═══ Selected excerpt ═══

But I have been wrong in being so cautious, or at least early to think we are facing a coming crisis. We are progressing merrily, merrily, merrily, merrily down the stream, and there has been no waterfall surprise to end the joy-ride. The investment world is full of short, memorable sayings, one of which is "Would you rather be right, or would you rather be rich." The meaning is simple: An investor who is sure that he understands what is right--what ought to happen--may stick to a position while the world passes him by. 

Surely, the stubborn investor thinks, after a burst of enthusiasm for cars, the price of buggy whips would return to their old levels. Surely men would start wearing fedoras again. Surely housing prices in California will "normalize" to something like housing prices in St. Louis. Surely the old realities and relationships would re-assert themselves. Maybe not. Maybe the world has changed.

═══

* Assignment 1:
Decide whether each statement agrees with the passage on investing. Answer yes or no for each, quoting the words of the passage that decide it.
(a) The writer reports that a waterfall surprise has ended the joy-ride.
(b) One saying from the investment world is "Would you rather be right, or would you rather be rich."
(c) The stubborn investor expects housing prices in St. Louis to rise to the level of those in California.
* Assignment 2: Copy the passage on investing between "Surely, the stubborn" and "world has changed.", inclusive, changing "fedoras" to "top hats".
The records play no part in this exercise.

═══ Entries supplied ═══

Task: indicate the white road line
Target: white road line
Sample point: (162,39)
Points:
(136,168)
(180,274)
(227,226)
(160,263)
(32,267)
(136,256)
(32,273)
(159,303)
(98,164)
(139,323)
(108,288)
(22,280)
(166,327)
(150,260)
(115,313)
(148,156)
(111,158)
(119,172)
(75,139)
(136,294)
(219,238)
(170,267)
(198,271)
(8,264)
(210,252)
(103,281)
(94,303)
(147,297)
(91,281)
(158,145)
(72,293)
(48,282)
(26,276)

═══

* Exercise answer 1:
(a) No: "there has been no waterfall surprise to end the joy-ride."
(b) Yes: "The investment world is full of short, memorable sayings, one of which is "Would you rather be right, or would you rather be rich.""
(c) No: "Surely housing prices in California will "normalize" to something like housing prices in St. Louis."

* Exercise answer 2:
Surely, the stubborn investor thinks, after a burst of enthusiasm for cars, the price of buggy whips would return to their old levels. Surely men would start wearing top hats again. Surely housing prices in California will "normalize" to something like housing prices in St. Louis. Surely the old realities and relationships would re-assert themselves. Maybe not. Maybe the world has changed.